Data records:
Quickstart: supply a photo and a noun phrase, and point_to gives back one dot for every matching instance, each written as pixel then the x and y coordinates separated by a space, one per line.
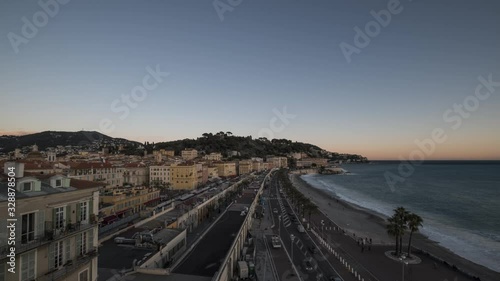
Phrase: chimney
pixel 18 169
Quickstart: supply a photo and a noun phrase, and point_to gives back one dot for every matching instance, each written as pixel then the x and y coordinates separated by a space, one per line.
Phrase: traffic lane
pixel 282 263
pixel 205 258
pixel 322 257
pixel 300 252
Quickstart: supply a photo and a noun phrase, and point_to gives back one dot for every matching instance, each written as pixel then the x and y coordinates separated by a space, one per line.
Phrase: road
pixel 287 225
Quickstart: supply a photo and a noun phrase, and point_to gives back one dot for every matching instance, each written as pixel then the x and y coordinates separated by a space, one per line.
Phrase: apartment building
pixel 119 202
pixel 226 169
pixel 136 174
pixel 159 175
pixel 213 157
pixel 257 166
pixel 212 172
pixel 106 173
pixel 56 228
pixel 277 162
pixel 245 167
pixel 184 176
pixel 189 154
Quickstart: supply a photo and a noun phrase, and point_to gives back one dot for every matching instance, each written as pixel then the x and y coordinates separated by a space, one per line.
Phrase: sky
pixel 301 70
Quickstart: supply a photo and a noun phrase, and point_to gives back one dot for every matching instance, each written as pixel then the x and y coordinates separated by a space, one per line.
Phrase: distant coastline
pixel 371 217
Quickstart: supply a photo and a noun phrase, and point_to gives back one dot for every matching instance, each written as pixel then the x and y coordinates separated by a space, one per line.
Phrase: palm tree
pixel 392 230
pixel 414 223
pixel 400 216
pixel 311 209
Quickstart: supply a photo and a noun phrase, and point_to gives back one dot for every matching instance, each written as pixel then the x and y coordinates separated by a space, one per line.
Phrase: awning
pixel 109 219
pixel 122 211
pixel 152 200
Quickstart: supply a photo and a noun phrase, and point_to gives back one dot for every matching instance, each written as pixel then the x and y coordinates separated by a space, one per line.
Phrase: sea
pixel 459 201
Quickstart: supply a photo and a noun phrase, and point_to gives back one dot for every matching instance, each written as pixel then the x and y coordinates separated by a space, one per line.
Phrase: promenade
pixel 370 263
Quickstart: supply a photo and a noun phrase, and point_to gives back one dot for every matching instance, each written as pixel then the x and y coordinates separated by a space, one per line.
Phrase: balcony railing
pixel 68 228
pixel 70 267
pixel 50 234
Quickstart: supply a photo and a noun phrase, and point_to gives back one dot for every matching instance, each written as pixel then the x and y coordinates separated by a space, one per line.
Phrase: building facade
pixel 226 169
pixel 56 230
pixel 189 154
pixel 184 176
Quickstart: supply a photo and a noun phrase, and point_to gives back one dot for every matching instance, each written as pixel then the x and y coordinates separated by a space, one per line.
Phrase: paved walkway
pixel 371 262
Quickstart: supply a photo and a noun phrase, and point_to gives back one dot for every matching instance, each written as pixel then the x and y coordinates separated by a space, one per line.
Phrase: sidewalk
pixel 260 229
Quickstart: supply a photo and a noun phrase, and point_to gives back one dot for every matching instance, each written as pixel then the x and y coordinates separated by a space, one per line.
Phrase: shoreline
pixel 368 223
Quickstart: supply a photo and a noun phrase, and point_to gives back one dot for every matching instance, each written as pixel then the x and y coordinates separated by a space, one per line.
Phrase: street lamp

_WHAT TO WORK ON_.
Leave the pictures out and print the records above exactly as they stand.

_RESPONSE TO THE TASK_.
Quickstart: supply a photo and a noun phrase, and point_to gives back one dot for every matching instance, each written as pixel then the x and y coordinates separated by a space, one per line.
Phrase: chimney
pixel 18 169
Quickstart: supply a photo and a noun phrase, and point_to gives back one dot for every matching instance, each written as pixel then the x and y coordinates separated by a space, one per line.
Phrase: traffic lane
pixel 282 263
pixel 205 258
pixel 322 257
pixel 300 252
Quickstart: supply a photo and a noun phrase, and point_to gives back one dot for every matching instance, each written as pixel then the x and y coordinates separated by a space, one per line.
Phrase: road
pixel 287 225
Quickstart: supply a photo and a noun phrase, and point_to gives back one dot for every matching instance, each written as pixel then the x and y coordinates separated by a space, one per line.
Phrase: apartment building
pixel 119 202
pixel 226 169
pixel 136 174
pixel 159 175
pixel 213 157
pixel 257 166
pixel 212 172
pixel 106 173
pixel 56 228
pixel 277 162
pixel 245 167
pixel 184 176
pixel 189 154
Quickstart: supply a photo and a noun phrase, and point_to gives back one dot for every matching instance, each written as pixel then the x and y coordinates separated by a space, one per line.
Phrase: sky
pixel 301 70
Quickstart: supply a photo and a noun phrase, and point_to gives back one dot for every matching instance, each written as pixel then the x and y coordinates separated by a space, one per line.
Phrase: distant coastline
pixel 371 217
Quickstart: supply a photo and a noun phrase, and point_to gives back one dot for every matching instance, each written as pixel then the x and y coordinates separated by a space, one per line.
Phrase: palm tree
pixel 392 230
pixel 414 223
pixel 400 216
pixel 311 209
Quickstart: supply a photo and a noun phrase, and point_to gives back one dot for every matching instance, each written as pixel then the x and y coordinates separated by a space, one per line.
Phrase: awning
pixel 109 219
pixel 122 211
pixel 152 200
Quickstart: supply a photo and a noun phrase, and point_to gives back one dot for every matching instance, each written as pixel then the x and y coordinates separated by a space, one per line.
Phrase: sea
pixel 459 201
Quickstart: supply a photo and a noun phrase, and point_to gives back one dot for every matching instance, each written as pixel then the x and y coordinates separated by a space, one per line.
Phrase: promenade
pixel 370 263
Quickstart: supply a photo and a noun phrase, and point_to gives back one dot for every matching instance, each written as pixel then the x and y coordinates separated by a space, one per line.
Phrase: balcony railing
pixel 68 228
pixel 70 267
pixel 50 234
Quickstart: supply a photo and a noun phrase, and point_to gives back one dot for every matching instance, each written as pixel then the x and y coordinates separated by a space, one per line.
Phrase: building facade
pixel 226 169
pixel 56 230
pixel 189 154
pixel 184 176
Quickstart: supply a photo and a noun phrase, and point_to gives back one dot for every matching instance, each written as pixel then the x and y coordinates separated by a space, one per line.
Phrase: paved walkway
pixel 371 262
Quickstart: supply a photo and a noun phrase, and point_to gives back one dot for every matching instance, each written as pixel then the x and y coordinates separated by a space, one per line.
Phrase: sidewalk
pixel 260 229
Quickstart: supply a photo and a noun phrase, and point_to gives back one dot for every matching instance, each written as pixel then the x and y coordinates separated by a space, one per line.
Phrase: shoreline
pixel 368 223
Quickstart: supply a photo and a noun phrase, and point_to gives back one dot for every matching instance, each written as pixel then the x and y coordinates separated by a space, one per line.
Phrase: street lamp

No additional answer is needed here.